(Lesetext)
..........

Erinnerungskultur -
Jüdische Ärztinnen und Ärzte in der NS-Zeit
Das Gymnasium Mering lud unser Mitglied Dr. Elisabeth Friedrichs für den 6. Februar zu einem Vortrag ein zum Thema „Jüdische und politisch missliebige Ärztinnen und Ärzte aus Augsburg in der NS-Zeit“. Das Gymnasium ist Teil des Schulnetzwerks „Schule ohne Rassismus – Schule mit Courage“. Die Geschwister Scholl sind neben anderen Personen prominent am Schulgebäude abgebildet. Das Thema Nationalsozialismus ist Unterrichtsstoff für die 9. Klassen im Gymnasium, daher war der gesamte Jahrgang der 9. Klasse des Gymnasiums anwesend. Im Vortrag berichtete Dr. Friedrichs anhand von konkreten Beispielen, wie Jüdinnen und Juden in der NS-Zeit zunehmend misshandelt, später fast alle vernichtet wurden. Im Mittelpunkt des Vortrags standen drei Personen und deren Familien:
- Dr. Sophie Mayer, der wie allen jüdischen Ärztinnen und Ärzten schon im April 1933 die Kassenzulassung entzogen wurde, 1938 dann die Approbation, also die Erlaubnis, als Ärztin zu arbeiten. Sie berichtete aber auch über die Rettung von Dr. Mayer. Der Polizeikommissar Paul Mayer (die Namensgleichheit ist Zufall) und seine Frau Rosa versteckten Dr. Sophie Mayer in ihrer Wohnung, direkt über der Polizeistation in Lenggries. Insbesondere beeindruckte die Schülerinnen und Schüler, dass der 11-13-jährige Sohn Günter für drei Jahre sein Zimmer hergegeben und die ganze Zeit nichts verraten hat.
- Dr. Rudolf Aub konnte Anfang 1939 nach Inhaftierung in Dachau Deutschland verlassen und war schließlich in Jamaica für fast 40 Jahre ein sehr beliebter Arzt. Seine Familie konnte erst 8 Jahre nach seiner Verhaftung nachkommen. Die drei Kinder durften als „Mischlinge“ keine höhere Schule besuchen, wie z.B. ein Gymnasium wie das in Mering.
- Der katholische Arzt Dr. Otto Hett studierte in Würzburg Medizin. Anhand von Eintragungen in seinem Studienbuch im Wintersemester 33/34 wurde die Einflussnahme des NS-Staates auf die Ausbildung vorgestellt mit Fächern wie: „Rassenhygiene“, „Italienischer Faschismus und deutscher Nationalsozialismus“, „Grenz- und Auslandsdeutsche“. Ein Professor denunzierte Dr. Hett nach einem Streit. Er wurde verurteilt, in Dachau inhaftiert und von dort in das Konzentrationslager Majdanek/Lublin im damaligen Generalgouvernement Polen verbracht. Dort behandelte er als deutscher Häftlingsarzt vor allem die sowjetischen Kriegsgefangenen gut und schützte sie vor Misshandlungen. Er wurde auf dem Evakuierungsmarsch nach Auschwitz im Juli 1944 von den SS-Begleitsoldaten erschossen. Seine Familie erfuhr erst 1998 vom Schicksal von Otto Hett.

..........

(Arbeitsauftrag 1)
Gib den Abschnitt aus dem Lesetext wörtlich wieder, der mit den Worten „- Dr. Rudolf“ beginnt und mit „das in Mering.“ endet.
(Arbeitsauftrag 2)
In welchem Jahr erfuhr die Familie von Dr. Otto Hett laut Lesetext von seinem Schicksal?
Die Datensätze stehen für sich und gehören nicht zum Lesetext.

(Quellenmaterial)
..........

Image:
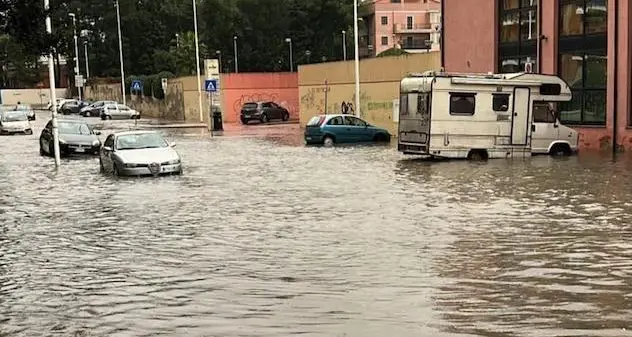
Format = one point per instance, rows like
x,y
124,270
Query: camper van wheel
x,y
560,150
477,155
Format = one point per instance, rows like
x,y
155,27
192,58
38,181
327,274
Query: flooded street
x,y
262,236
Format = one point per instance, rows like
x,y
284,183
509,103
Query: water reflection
x,y
263,236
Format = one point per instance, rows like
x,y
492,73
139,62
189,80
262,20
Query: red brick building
x,y
586,42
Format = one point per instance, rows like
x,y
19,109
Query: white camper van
x,y
483,116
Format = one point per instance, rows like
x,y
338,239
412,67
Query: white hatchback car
x,y
118,111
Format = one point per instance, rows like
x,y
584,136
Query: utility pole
x,y
51,80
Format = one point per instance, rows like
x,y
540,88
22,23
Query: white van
x,y
483,116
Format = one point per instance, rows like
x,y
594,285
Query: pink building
x,y
412,25
586,42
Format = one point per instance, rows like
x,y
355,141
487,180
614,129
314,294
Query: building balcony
x,y
417,45
422,28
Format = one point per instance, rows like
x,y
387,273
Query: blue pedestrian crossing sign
x,y
210,85
137,85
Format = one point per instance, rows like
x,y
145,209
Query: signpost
x,y
137,85
211,87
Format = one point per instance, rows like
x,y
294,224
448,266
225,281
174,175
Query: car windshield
x,y
74,129
250,106
14,116
140,141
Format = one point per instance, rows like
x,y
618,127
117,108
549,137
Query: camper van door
x,y
520,121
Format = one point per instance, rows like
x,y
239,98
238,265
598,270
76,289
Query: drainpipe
x,y
615,78
442,35
539,36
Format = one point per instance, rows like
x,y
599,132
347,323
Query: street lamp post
x,y
344,45
74,25
289,41
235,45
197,59
357,57
219,58
51,81
85,51
118,24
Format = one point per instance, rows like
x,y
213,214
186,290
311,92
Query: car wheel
x,y
329,141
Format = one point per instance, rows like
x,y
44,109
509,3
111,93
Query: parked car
x,y
59,103
263,112
94,109
336,128
138,153
75,137
118,111
30,113
73,106
14,122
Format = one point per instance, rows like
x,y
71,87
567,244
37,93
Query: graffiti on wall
x,y
290,104
314,99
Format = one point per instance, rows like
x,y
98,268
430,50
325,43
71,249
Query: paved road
x,y
264,237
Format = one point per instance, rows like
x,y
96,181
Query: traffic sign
x,y
137,85
210,85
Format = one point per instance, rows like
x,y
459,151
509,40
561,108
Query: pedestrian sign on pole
x,y
210,85
137,85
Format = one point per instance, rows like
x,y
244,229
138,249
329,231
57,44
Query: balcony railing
x,y
416,28
417,44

..........

(Schriftliche Antwort 1)
- Dr. Rudolf Aub konnte Anfang 1939 nach Inhaftierung in Dachau Deutschland verlassen und war schließlich in Jamaica für fast 40 Jahre ein sehr beliebter Arzt. Seine Familie konnte erst 8 Jahre nach seiner Verhaftung nachkommen. Die drei Kinder durften als „Mischlinge“ keine höhere Schule besuchen, wie z.B. ein Gymnasium wie das in Mering.

(Schriftliche Antwort 2)
1998.